PAGE EXTRACT =
Tommy was spontaneous.  It wasn’t unusual for him to call on a Saturday morning and say “Let’s go to the mountains”.  Of course, who could turn down such a trip?  We either picnicked along the way, placing a watermelon in a nearby stream for cooling, or we would find ourselves going to our favorite ice cream shop before returning home.  As his family grew, some of these trips became a caravan. 

There were some things that he just wouldn’t admit to doing.  You know, sometimes things just need to get done … no fanfare.  Once upon a time he was at a basketball game.  Tommy noticed that one young man’s shoes were in terrible condition, and that was to put it mildly.  Tommy slipped one of the coaches enough money to buy this young man a new pair of basketball shoes.  He wanted no recognition.  He just knew the young man was in need.  How many other “untold” needs did Tommy meet?  He just lived his life in an unassuming way. 

Sometimes the singing of the National Anthem was a little too much for him.  Many of you may know that Tommy enjoyed sports.  In fact, I think that was the only section of the newspaper that he read.  Sometimes, at the beginning of a televised game when the National Anthem was sung, the vocalist would render some “way out” version.  In was not uncommon for one of the kids to call him on the telephone, while it was being sung, and offer a comment.  Tommy left no doubt that the National Anthem should be sung in its original format and with a high level of respect.  He was a patriot.  He understood what that great song meant. 

Memories?  Examples?  We could write a book; however, I hope you got the message.  Tommy was clearly “Other Centered”. 


In October, 2004, Tommy and the family became aware that a drastic change had developed.  Although he didn’t feel particularly bad, he was very ill and his life on earth was short.  How short and what we all were to face was not even imagined at that time.  Yes, intellectually we knew, but how does one prepare emotionally?  As time progressed, conversation eventually turned to his impending departure from this world.  It was comforting to know that he wasn’t going to die.  He had died many, many years ago when he was born again as a Christian.  He was dead in sin and raised to a new life in Christ.  Tommy, as well as you and me, can rest assured that we will live forever, our lives are eternal.  Even when our old clay pots become cracked, weak, and ultimately useless, we know that we will live forever.  The question that each of us have is where will we live when this earthly life is over.  With Tommy, there is no doubt where he is at this very minute.  His faith was unshakable, and yes, he knew the way.

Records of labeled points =
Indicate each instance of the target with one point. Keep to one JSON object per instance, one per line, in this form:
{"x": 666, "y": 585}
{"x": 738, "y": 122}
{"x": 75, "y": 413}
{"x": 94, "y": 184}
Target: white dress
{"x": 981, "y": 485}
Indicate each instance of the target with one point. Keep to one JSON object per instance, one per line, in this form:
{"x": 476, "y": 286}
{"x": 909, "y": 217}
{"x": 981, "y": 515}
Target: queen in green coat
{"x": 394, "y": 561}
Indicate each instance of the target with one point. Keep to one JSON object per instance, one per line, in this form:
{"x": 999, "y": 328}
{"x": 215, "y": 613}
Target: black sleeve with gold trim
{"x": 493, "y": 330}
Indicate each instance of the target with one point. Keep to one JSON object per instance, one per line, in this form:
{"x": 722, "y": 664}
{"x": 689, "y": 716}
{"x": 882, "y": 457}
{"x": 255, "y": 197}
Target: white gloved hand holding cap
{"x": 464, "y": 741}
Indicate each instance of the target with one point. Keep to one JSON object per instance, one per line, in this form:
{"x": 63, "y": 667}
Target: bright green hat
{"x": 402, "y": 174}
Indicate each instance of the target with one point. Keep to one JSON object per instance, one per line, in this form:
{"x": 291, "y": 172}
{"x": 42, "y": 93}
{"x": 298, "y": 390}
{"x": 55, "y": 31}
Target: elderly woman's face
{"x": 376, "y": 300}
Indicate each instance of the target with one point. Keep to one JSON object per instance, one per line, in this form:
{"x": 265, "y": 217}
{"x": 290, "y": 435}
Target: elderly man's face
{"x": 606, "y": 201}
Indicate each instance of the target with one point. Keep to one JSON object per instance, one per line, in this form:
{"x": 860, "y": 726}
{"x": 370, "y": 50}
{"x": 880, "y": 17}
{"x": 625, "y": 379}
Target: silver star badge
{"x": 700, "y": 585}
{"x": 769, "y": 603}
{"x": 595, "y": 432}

EXERCISE GOAL =
Rewrite the part of the tribute to Tommy that opens with the words containing "Sometimes the singing" and closes with "great song meant.", putting "singer" in place of "vocalist".

ANSWER BELOW =
Sometimes the singing of the National Anthem was a little too much for him.  Many of you may know that Tommy enjoyed sports.  In fact, I think that was the only section of the newspaper that he read.  Sometimes, at the beginning of a televised game when the National Anthem was sung, the singer would render some “way out” version.  In was not uncommon for one of the kids to call him on the telephone, while it was being sung, and offer a comment.  Tommy left no doubt that the National Anthem should be sung in its original format and with a high level of respect.  He was a patriot.  He understood what that great song meant.